Write out the entries below once more, exactly.

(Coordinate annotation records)
┄┄┄┄┄┄┄┄┄┄

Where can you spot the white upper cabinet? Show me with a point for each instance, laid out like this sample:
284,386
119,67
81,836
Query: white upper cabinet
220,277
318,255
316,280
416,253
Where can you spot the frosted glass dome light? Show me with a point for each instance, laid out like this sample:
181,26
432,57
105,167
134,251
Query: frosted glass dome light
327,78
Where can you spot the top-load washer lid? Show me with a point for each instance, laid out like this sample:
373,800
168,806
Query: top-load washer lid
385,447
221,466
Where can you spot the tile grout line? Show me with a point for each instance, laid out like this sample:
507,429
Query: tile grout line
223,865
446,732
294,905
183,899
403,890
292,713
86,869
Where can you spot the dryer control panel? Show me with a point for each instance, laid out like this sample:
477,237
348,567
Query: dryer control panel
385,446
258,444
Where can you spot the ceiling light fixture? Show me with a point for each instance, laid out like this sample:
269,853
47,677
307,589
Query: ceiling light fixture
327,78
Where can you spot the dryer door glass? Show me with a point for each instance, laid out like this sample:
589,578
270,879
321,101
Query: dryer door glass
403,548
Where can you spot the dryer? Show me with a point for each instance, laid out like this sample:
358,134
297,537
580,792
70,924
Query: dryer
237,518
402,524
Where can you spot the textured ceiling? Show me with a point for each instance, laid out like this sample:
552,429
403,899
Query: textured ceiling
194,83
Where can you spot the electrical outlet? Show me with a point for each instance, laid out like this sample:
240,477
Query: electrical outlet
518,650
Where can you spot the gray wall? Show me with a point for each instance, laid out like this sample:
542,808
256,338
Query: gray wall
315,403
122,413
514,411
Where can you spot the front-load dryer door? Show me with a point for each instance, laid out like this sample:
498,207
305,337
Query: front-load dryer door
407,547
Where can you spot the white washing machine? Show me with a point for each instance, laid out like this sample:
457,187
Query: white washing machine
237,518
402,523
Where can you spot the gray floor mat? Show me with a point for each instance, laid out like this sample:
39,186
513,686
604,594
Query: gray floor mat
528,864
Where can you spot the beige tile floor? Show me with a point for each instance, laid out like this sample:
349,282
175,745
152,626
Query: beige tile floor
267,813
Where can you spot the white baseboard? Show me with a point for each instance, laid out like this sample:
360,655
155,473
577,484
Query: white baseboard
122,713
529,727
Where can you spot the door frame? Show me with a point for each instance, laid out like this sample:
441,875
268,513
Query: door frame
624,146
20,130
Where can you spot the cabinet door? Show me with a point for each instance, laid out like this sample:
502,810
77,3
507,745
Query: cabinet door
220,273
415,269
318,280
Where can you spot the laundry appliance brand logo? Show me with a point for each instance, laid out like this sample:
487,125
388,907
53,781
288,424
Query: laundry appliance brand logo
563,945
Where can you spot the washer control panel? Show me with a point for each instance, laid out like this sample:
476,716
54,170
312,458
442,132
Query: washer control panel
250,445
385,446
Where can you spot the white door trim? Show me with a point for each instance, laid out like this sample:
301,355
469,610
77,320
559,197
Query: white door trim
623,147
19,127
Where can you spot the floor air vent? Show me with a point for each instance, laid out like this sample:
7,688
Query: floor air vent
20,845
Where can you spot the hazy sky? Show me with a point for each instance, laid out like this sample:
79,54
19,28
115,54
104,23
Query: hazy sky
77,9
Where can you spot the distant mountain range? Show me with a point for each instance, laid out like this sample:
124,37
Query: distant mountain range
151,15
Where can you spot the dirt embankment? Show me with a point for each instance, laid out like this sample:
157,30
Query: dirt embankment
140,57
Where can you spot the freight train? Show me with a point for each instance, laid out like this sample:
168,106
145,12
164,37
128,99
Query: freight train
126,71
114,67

┄┄┄┄┄┄┄┄┄┄

_Completed task_
Where can you spot the white upper cabinet? Show me with a point for each instance, laid out like this sample:
284,386
119,67
81,836
Query: white upper cabinet
220,277
318,255
316,280
416,253
Where can you spot the frosted glass dome light? Show me with a point for each instance, laid out like this sample:
181,26
432,57
105,167
134,251
Query: frosted glass dome light
327,78
Where can you spot the top-load washer lid? Show me with a point for each instance, laid out like this sample:
373,800
168,806
Query: top-load washer lid
385,447
221,466
Where can you spot the tile grout line? Show me with a point for each instance, laid out like this sample:
507,429
Query: tile grout line
223,865
446,732
294,905
183,899
403,890
292,713
86,869
Where can you spot the dryer control panel? Show me with a point for each instance, laid out like this sample:
477,237
348,567
Query: dryer control panel
385,446
258,444
Where can you spot the ceiling light fixture? Show me with a point for each instance, laid out like this sample:
269,853
47,677
307,589
Query: ceiling light fixture
327,78
Where can you spot the dryer door glass? Show me with a point for each instance, laid out like this sample:
589,578
270,879
321,101
Query: dryer door glass
403,548
Where can you spot the dryer? Show me with a point for each instance, laid out like this sample:
358,134
297,537
580,792
70,924
Query: dryer
237,518
402,524
Where can you spot the textured ceiling? Show me with a point for each instance, laid out like this sample:
552,429
403,899
Query: textured ceiling
194,83
Where can you spot the electrical outlet? Show me with a point for each instance, laid out like this sample:
240,477
Query: electrical outlet
518,650
Where can you spot the gray wall? Show me with a point for each instance, laid out like this sample:
542,808
256,338
Query: gray wall
315,403
122,413
514,411
Where can you spot the front-load dryer door? Show me with a point for each instance, laid out like this sample:
498,207
305,337
Query: front-load dryer door
407,547
Where can you spot the white washing machine? Show me with a point for each instance, laid out like this sample:
457,187
Query: white washing machine
237,518
402,523
Where can you spot the gray floor mat? Show me with a point for each instance, laid out like this sample:
39,186
513,686
604,594
Query: gray floor mat
528,864
Where can you spot the beige tile floor? Show me with a point for each instance, laid out like this sample:
349,282
175,745
152,626
Query: beige tile floor
267,813
Where can you spot the white baseboard? Show me with a point for each instance, laid out like this sample:
360,655
155,473
577,484
Query: white baseboard
122,713
529,727
Where can you spot the door frame? Show me with a point for each instance, laid out like this sample:
441,875
268,513
Query: door frame
624,146
20,130
Where can you spot the cabinet door? Show me with a point for each instance, laid out like this sample:
502,810
77,3
507,745
Query: cabinet door
220,273
415,269
318,280
Where can you spot the laundry appliance brand logo? Show me with a point for each instance, laid out like this sample:
487,125
388,907
53,781
288,424
Query: laundry appliance brand logo
563,945
Where can you spot the washer control panel? Show me with a point for each instance, laid out like this sample:
476,716
54,170
312,458
442,132
Query: washer control panel
250,445
385,446
Where can you spot the white door trim? Show me with a point for each instance, laid out like this sample:
301,355
469,610
77,320
559,197
Query: white door trim
623,147
19,127
Where can you spot the floor air vent? Show me with a point for each instance, laid out like this sample:
7,688
Query: floor air vent
20,845
Where can you spot the hazy sky? Show me with a point for each instance, laid out like this sample:
79,54
19,28
115,54
104,23
Query: hazy sky
77,9
Where can you spot the distant mountain range? Show me with a point for each instance, laid out like this sample:
124,37
Query: distant mountain range
151,15
Where can you spot the dirt embankment? Show me with a point for each instance, laid out like this sample:
157,30
Query: dirt embankment
140,57
Where can you spot the freight train? Show me with a point for each instance, laid out like this sample:
168,106
145,12
164,37
128,99
Query: freight train
126,71
114,67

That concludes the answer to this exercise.